▶ [Stated goal]: Reproduce the following material line for line without any changes, omitting the pictures.

▶ [Given records]:

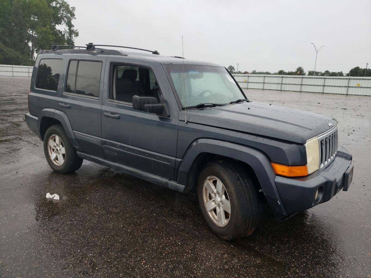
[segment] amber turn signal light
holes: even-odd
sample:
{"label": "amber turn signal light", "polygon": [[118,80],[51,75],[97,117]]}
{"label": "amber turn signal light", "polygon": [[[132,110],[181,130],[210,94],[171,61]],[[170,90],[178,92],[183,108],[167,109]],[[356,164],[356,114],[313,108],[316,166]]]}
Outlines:
{"label": "amber turn signal light", "polygon": [[270,163],[273,169],[277,175],[286,177],[301,177],[308,175],[306,165],[300,166],[288,166],[287,165]]}

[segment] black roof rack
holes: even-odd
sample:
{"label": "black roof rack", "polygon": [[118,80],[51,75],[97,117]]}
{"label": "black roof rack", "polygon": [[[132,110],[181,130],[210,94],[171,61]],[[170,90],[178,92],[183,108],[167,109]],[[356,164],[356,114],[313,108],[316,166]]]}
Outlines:
{"label": "black roof rack", "polygon": [[[86,45],[86,46],[78,46],[76,45],[60,45],[55,43],[52,44],[51,48],[50,50],[40,50],[41,53],[48,53],[52,51],[52,52],[50,53],[60,53],[63,52],[66,53],[89,53],[91,54],[96,54],[100,53],[101,54],[111,54],[113,55],[120,55],[127,56],[127,54],[124,52],[114,49],[107,49],[105,48],[98,48],[96,47],[96,46],[111,46],[115,47],[123,47],[124,48],[130,48],[132,49],[138,49],[138,50],[142,50],[144,51],[148,51],[151,52],[152,54],[156,54],[160,55],[160,53],[157,50],[148,50],[148,49],[144,49],[142,48],[137,48],[136,47],[132,47],[129,46],[121,46],[119,45],[109,45],[109,44],[95,44],[93,43],[89,43]],[[61,47],[72,47],[77,48],[83,48],[83,49],[62,49]],[[97,51],[97,50],[99,51]],[[73,51],[72,52],[72,50]],[[92,51],[91,50],[94,50]]]}
{"label": "black roof rack", "polygon": [[96,46],[110,46],[114,47],[122,47],[123,48],[130,48],[131,49],[137,49],[138,50],[141,50],[143,51],[147,51],[149,52],[151,52],[152,54],[157,54],[157,55],[160,55],[160,53],[157,50],[155,50],[152,51],[151,50],[148,50],[148,49],[144,49],[142,48],[137,48],[137,47],[132,47],[129,46],[122,46],[120,45],[110,45],[109,44],[95,44],[93,43],[89,43],[89,44],[86,44],[86,49],[96,49]]}
{"label": "black roof rack", "polygon": [[60,47],[79,47],[80,48],[86,48],[86,46],[78,46],[76,45],[58,45],[56,43],[52,44],[50,50],[59,50]]}

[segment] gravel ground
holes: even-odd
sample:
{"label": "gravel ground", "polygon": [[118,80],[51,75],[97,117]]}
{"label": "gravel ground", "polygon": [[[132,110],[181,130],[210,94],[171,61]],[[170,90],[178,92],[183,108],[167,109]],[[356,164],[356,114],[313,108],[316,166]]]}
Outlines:
{"label": "gravel ground", "polygon": [[24,122],[29,82],[0,78],[0,277],[371,277],[371,97],[246,90],[337,119],[354,181],[282,223],[263,204],[253,234],[226,242],[207,228],[194,191],[87,161],[53,172]]}

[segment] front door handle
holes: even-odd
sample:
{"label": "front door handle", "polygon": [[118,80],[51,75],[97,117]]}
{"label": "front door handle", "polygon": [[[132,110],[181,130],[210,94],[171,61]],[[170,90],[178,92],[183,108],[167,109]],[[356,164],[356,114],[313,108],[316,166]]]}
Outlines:
{"label": "front door handle", "polygon": [[112,118],[112,119],[120,119],[120,115],[118,114],[116,114],[115,113],[112,113],[112,112],[108,112],[106,111],[104,113],[103,115],[104,115],[105,117],[108,117],[109,118]]}
{"label": "front door handle", "polygon": [[65,108],[70,108],[71,106],[68,104],[68,103],[65,103],[63,102],[61,102],[60,103],[58,103],[58,105],[60,106],[61,107],[63,107]]}

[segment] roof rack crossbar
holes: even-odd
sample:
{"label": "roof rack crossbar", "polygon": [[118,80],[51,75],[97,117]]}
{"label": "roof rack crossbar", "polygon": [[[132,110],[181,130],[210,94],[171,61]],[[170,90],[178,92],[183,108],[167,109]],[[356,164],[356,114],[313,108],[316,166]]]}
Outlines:
{"label": "roof rack crossbar", "polygon": [[86,46],[78,46],[77,45],[59,45],[57,44],[52,44],[50,46],[51,49],[50,50],[58,50],[60,49],[60,47],[79,47],[80,48],[85,48]]}
{"label": "roof rack crossbar", "polygon": [[86,44],[86,49],[95,49],[96,46],[110,46],[113,47],[122,47],[123,48],[130,48],[131,49],[137,49],[138,50],[142,50],[143,51],[147,51],[151,52],[152,54],[157,54],[160,55],[160,53],[157,50],[152,51],[148,49],[144,49],[142,48],[137,48],[137,47],[132,47],[129,46],[122,46],[120,45],[110,45],[109,44],[94,44],[92,43],[89,43],[89,44]]}

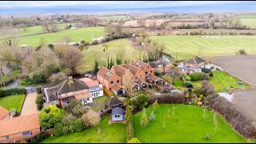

▶ [Result]:
[segment] amber turn signal light
holes: even-odd
sample:
{"label": "amber turn signal light", "polygon": [[118,80],[51,75],[97,117]]}
{"label": "amber turn signal light", "polygon": [[[132,110],[181,130],[210,94],[171,61]],[[170,90],[178,92],[183,108],[167,109]],[[356,164],[356,114],[313,108],[316,166]]]}
Outlines:
{"label": "amber turn signal light", "polygon": [[270,163],[273,169],[277,175],[286,177],[301,177],[308,175],[306,165],[300,166],[288,166],[287,165]]}

[segment] black roof rack
holes: even-odd
sample:
{"label": "black roof rack", "polygon": [[118,80],[51,75],[97,117]]}
{"label": "black roof rack", "polygon": [[[132,110],[181,130],[210,94],[171,61]],[[170,90],[178,92],[183,108],[167,109]],[[356,164],[356,114],[313,108],[316,166]]]}
Outlines:
{"label": "black roof rack", "polygon": [[[86,45],[86,46],[78,46],[76,45],[60,45],[55,43],[52,44],[51,48],[50,50],[40,50],[41,53],[48,53],[52,51],[52,52],[50,53],[60,53],[63,52],[66,53],[89,53],[91,54],[96,54],[100,53],[101,54],[111,54],[113,55],[120,55],[127,56],[127,54],[124,52],[114,49],[107,49],[105,48],[98,48],[96,47],[96,46],[111,46],[115,47],[123,47],[124,48],[130,48],[132,49],[138,49],[138,50],[142,50],[144,51],[148,51],[151,52],[152,54],[156,54],[160,55],[160,53],[157,50],[148,50],[148,49],[144,49],[142,48],[137,48],[136,47],[132,47],[129,46],[121,46],[119,45],[109,45],[109,44],[95,44],[93,43],[89,43]],[[61,47],[72,47],[77,48],[83,48],[83,49],[62,49]],[[97,51],[97,50],[99,51]],[[73,51],[72,52],[72,50]],[[92,51],[91,50],[94,50]]]}
{"label": "black roof rack", "polygon": [[96,46],[110,46],[114,47],[122,47],[123,48],[130,48],[131,49],[137,49],[138,50],[141,50],[143,51],[147,51],[149,52],[151,52],[152,54],[157,54],[157,55],[160,55],[160,53],[157,50],[155,50],[152,51],[151,50],[148,50],[148,49],[144,49],[142,48],[137,48],[137,47],[132,47],[129,46],[122,46],[120,45],[110,45],[109,44],[95,44],[93,43],[89,43],[89,44],[86,44],[86,49],[96,49]]}
{"label": "black roof rack", "polygon": [[60,47],[79,47],[80,48],[86,48],[86,46],[78,46],[76,45],[58,45],[56,43],[52,44],[50,50],[59,50]]}

[segment] gravel ground
holes: even-odd
sample:
{"label": "gravel ground", "polygon": [[118,80],[51,75],[97,117]]}
{"label": "gravel ground", "polygon": [[[132,110],[181,130],[210,94],[171,61]],[[170,90],[178,92],[183,108],[167,109]],[[356,164],[356,114],[313,108],[316,166]]]}
Outlines:
{"label": "gravel ground", "polygon": [[24,122],[29,82],[0,78],[0,277],[371,277],[371,97],[246,90],[337,119],[354,181],[282,223],[263,204],[253,234],[226,242],[207,228],[194,191],[87,161],[53,172]]}

[segment] front door handle
holes: even-odd
sample:
{"label": "front door handle", "polygon": [[118,80],[51,75],[97,117]]}
{"label": "front door handle", "polygon": [[[132,110],[181,130],[210,94],[171,61]],[[170,90],[178,92],[183,108],[167,109]],[[356,164],[356,114],[313,108],[316,166]]]}
Outlines:
{"label": "front door handle", "polygon": [[112,118],[112,119],[120,119],[120,115],[118,114],[116,114],[115,113],[112,113],[112,112],[108,112],[106,111],[104,113],[103,115],[104,115],[105,117],[108,117],[109,118]]}
{"label": "front door handle", "polygon": [[65,108],[70,108],[71,106],[68,104],[68,103],[65,103],[63,102],[61,102],[60,103],[58,103],[58,105],[60,106],[61,107],[63,107]]}

[segment] roof rack crossbar
holes: even-odd
sample:
{"label": "roof rack crossbar", "polygon": [[118,80],[51,75],[97,117]]}
{"label": "roof rack crossbar", "polygon": [[[132,110],[181,130],[210,94],[171,61]],[[170,90],[178,92],[183,108],[167,109]],[[356,164],[356,114],[313,108],[316,166]]]}
Outlines:
{"label": "roof rack crossbar", "polygon": [[86,46],[78,46],[77,45],[59,45],[57,44],[52,44],[50,46],[51,49],[50,50],[58,50],[60,49],[60,47],[79,47],[80,48],[85,48]]}
{"label": "roof rack crossbar", "polygon": [[86,44],[86,49],[95,49],[96,46],[110,46],[113,47],[122,47],[123,48],[130,48],[131,49],[137,49],[138,50],[142,50],[143,51],[147,51],[151,52],[152,54],[157,54],[160,55],[160,53],[157,50],[152,51],[148,49],[144,49],[142,48],[137,48],[137,47],[132,47],[129,46],[122,46],[120,45],[110,45],[109,44],[94,44],[92,43],[89,43],[89,44]]}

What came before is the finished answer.